TEXT:
"""
Local Health Education England commissioners have identified areas of good practice from within the module and recommended that all students be introduced to mindfulness and resilience as this may play a crucial role in how pre-registration students become well-adjusted newly qualified midwives. At the end of each module, the students undertake an online, anonymous module evaluation questionnaire. The results of the evaluations have been excellent, with students rating teacher support, learning experience and pedagogy, module design, student interaction and assessment and feedback very highly. Examples of students’ views are given in Box 1 and Box 2.
"""
QUESTIONS:
(A) Answer these questions about the text on the midwifery module:
(i) Who recommended that all students be introduced to mindfulness and resilience?
(ii) What do students complete at the end of each module?
(iii) Which aspects of the module did students rate very highly?
(B) Resume the text on the midwifery module, starting right after its last sentence.

Dataset entries:
"""
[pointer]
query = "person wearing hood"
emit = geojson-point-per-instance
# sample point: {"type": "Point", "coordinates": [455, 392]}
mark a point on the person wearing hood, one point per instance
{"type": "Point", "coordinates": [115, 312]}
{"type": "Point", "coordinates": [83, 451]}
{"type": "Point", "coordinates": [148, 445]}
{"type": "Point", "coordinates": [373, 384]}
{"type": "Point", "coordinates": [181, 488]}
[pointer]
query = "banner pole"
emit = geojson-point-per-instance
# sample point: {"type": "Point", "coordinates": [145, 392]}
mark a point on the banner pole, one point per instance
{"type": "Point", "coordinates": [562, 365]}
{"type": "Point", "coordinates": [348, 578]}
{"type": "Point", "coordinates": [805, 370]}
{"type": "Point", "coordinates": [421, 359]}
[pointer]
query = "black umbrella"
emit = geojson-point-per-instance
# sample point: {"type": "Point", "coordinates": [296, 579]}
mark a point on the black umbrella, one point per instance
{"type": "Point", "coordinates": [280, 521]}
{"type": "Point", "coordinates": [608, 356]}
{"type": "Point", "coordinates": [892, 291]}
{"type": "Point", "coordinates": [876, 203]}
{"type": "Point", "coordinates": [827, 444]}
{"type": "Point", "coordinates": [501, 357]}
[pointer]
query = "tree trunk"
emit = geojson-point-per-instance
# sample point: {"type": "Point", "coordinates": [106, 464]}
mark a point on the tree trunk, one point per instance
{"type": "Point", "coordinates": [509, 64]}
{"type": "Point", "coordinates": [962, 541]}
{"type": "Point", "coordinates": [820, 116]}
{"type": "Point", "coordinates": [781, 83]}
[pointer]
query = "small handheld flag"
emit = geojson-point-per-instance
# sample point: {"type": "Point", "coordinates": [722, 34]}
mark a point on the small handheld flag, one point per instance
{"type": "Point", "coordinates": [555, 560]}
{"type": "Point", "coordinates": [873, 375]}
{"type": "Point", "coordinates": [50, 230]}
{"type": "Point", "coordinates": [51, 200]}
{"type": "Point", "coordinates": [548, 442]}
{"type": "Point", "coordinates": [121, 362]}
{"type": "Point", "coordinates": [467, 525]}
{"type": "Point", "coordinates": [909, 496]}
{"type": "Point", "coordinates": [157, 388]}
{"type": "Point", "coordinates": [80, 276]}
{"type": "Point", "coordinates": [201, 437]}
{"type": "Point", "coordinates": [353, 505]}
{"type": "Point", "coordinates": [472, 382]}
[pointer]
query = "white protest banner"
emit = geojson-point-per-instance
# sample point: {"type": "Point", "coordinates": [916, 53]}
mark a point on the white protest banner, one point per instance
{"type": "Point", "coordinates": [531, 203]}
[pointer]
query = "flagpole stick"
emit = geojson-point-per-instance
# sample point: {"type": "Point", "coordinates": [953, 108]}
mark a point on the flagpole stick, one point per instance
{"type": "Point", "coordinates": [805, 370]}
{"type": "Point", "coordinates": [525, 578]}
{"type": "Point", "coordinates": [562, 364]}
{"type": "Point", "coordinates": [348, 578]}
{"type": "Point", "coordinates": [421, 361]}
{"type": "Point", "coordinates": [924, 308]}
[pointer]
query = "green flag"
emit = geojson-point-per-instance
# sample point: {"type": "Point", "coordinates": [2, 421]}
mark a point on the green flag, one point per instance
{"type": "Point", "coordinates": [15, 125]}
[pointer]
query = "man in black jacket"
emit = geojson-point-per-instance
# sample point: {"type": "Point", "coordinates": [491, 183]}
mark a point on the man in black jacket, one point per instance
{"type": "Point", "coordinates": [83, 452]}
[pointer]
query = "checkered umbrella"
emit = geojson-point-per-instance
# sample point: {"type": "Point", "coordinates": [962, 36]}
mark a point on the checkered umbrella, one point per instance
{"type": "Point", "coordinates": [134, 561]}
"""
ANSWER LIST:
(A)
(i) Local Health Education England commissioners.
(ii) An online, anonymous module evaluation questionnaire.
(iii) Teacher support, learning experience and pedagogy, module design, student interaction, and assessment and feedback.

(B)
To date, through evaluation and assessment, it is evident that the PMH module has been effective in improving the theoretical knowledge, practice skills and attitudes of student midwives towards women with mental health concerns. Furthermore, student midwives who have undertaken the module are self-reporting that they feel both competent and confident in their ability to identify and respond to mental health problems accordingly. Similarly, Higgins et al (2016) discovered positive outcomes of education in PMH, with all students appearing to improve equally across the knowledge and skills scales. As a team, we echo their recommendation that educators consider the opportunity to include a similar model in their pre-registration curriculum. This, in turn, will hopefully contribute to a reduction in serious negative consequences for the women and families in their care.